Work to be completed -
Please pick out every row below that contains the word "wheel", and copy each of those rows in full.

Task material -
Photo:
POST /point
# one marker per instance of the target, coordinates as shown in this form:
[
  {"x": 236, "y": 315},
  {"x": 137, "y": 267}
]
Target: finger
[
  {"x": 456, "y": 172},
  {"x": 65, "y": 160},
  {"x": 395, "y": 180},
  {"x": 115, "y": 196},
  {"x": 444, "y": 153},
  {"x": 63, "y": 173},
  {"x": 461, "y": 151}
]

==

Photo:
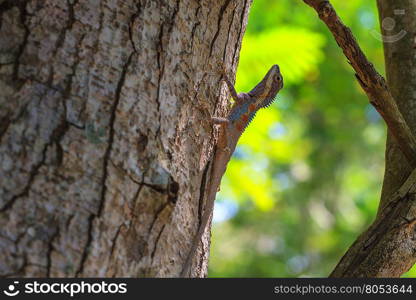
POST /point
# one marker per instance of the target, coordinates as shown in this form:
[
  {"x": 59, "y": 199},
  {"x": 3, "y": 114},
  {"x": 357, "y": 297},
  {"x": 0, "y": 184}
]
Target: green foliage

* * *

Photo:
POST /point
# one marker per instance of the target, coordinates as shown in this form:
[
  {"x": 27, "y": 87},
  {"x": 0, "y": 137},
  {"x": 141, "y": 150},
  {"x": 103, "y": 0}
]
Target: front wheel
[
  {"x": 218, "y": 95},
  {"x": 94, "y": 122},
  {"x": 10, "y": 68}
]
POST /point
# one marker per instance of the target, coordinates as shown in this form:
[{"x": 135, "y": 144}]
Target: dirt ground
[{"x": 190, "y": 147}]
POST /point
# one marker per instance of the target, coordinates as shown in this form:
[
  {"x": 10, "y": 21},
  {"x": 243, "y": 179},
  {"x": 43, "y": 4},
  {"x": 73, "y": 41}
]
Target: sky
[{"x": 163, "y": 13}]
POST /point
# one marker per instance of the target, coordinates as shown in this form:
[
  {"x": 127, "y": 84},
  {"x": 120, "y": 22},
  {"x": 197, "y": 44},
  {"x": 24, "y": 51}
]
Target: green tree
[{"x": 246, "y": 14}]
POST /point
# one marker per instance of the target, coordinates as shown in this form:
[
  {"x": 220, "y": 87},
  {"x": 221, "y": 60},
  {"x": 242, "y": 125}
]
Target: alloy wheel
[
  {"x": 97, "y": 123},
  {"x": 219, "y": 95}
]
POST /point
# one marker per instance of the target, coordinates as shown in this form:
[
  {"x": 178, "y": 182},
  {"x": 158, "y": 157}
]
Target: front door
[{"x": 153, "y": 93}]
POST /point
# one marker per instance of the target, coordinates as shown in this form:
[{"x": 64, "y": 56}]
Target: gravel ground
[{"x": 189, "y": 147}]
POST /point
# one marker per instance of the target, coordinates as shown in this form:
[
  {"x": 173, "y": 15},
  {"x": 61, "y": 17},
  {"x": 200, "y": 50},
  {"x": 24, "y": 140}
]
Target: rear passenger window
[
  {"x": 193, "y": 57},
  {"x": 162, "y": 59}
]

Worked solution -
Target: front wheel
Target: alloy wheel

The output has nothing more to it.